START Records provided

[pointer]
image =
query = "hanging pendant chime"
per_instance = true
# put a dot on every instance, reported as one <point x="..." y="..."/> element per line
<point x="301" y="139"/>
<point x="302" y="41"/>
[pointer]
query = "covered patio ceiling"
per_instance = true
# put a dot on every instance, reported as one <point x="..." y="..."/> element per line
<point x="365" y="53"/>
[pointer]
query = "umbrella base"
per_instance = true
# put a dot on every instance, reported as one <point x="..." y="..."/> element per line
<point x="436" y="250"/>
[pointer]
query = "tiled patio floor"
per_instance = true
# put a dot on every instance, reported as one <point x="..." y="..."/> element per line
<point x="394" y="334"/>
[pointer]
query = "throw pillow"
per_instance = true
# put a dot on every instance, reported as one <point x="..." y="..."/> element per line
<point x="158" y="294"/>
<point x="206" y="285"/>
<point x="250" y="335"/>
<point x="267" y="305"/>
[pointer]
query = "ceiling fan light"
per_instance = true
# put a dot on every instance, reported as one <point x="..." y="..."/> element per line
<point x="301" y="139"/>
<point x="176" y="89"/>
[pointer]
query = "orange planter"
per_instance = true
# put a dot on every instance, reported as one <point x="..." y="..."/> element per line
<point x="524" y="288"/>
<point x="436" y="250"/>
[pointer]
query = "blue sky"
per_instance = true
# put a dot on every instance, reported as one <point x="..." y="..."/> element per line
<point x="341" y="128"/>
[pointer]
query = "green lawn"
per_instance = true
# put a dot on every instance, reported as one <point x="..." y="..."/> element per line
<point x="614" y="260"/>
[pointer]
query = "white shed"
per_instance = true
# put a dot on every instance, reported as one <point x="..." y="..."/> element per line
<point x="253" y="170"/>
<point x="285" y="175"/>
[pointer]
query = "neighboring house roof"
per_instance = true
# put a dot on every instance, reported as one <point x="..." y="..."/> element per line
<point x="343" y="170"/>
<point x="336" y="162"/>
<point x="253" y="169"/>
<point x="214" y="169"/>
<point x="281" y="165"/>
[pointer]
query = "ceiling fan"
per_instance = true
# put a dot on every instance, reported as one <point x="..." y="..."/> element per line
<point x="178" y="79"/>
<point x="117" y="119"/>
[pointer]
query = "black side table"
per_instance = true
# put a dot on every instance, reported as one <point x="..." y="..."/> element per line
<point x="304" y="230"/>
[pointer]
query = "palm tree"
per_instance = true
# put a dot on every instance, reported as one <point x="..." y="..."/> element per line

END Records provided

What is required: Every entry should be printed again exactly as it stands.

Solution for this exercise:
[pointer]
image =
query = "hanging pendant chime"
per_instance = true
# put a dot on every instance, reported as one <point x="..." y="..."/> element per line
<point x="301" y="139"/>
<point x="302" y="41"/>
[pointer]
query = "covered patio ceiling"
per_instance = true
# put a dot on every instance, reported as one <point x="..." y="..."/> element per line
<point x="365" y="53"/>
[pointer]
query = "umbrella base"
per_instance = true
# put a dot on every instance, reported as one <point x="..." y="..."/> element per line
<point x="436" y="250"/>
[pointer]
query = "tiled patio floor"
per_instance = true
# put a dot on every instance, reported as one <point x="..." y="..."/> element per line
<point x="394" y="334"/>
[pointer]
query = "throw pillow"
per_instance = true
# put a dot on every instance, reported as one <point x="..." y="..."/> element per line
<point x="158" y="294"/>
<point x="206" y="285"/>
<point x="250" y="335"/>
<point x="267" y="305"/>
[pointer]
query = "ceiling fan light"
per_instance = true
# put a dot on every instance, reported as one <point x="..." y="..."/> element per line
<point x="301" y="139"/>
<point x="176" y="89"/>
[pointer]
query = "orange planter"
per_instance = true
# put a dot on every instance, reported as one <point x="..." y="..."/> element per line
<point x="524" y="288"/>
<point x="436" y="250"/>
[pointer]
query = "blue sky"
per_instance = true
# put a dot on every instance, reported as one <point x="..." y="..."/> element per line
<point x="341" y="128"/>
[pointer]
query = "green lawn"
per_instance = true
# put a dot on every instance, reported as one <point x="..." y="..."/> element per line
<point x="614" y="260"/>
[pointer]
query = "white shed"
per_instance = true
# put a dot on every instance, reported as one <point x="..." y="..."/> element per line
<point x="253" y="170"/>
<point x="285" y="175"/>
[pointer]
query = "neighboring house roof"
per_instance = true
# put a dot on every instance, reported as one <point x="..." y="..."/> element per line
<point x="343" y="170"/>
<point x="336" y="162"/>
<point x="253" y="169"/>
<point x="214" y="169"/>
<point x="281" y="165"/>
[pointer]
query = "ceiling fan"
per_instance = true
# put a dot on every instance, reported as one <point x="..." y="..."/> element per line
<point x="178" y="79"/>
<point x="117" y="119"/>
[pointer]
query = "black side table"
per_instance = true
# put a dot on every instance, reported as one <point x="..." y="..."/> element per line
<point x="304" y="230"/>
[pointer]
query = "palm tree"
per_instance = true
# put a dot on every instance, reported as one <point x="..." y="..."/> element per line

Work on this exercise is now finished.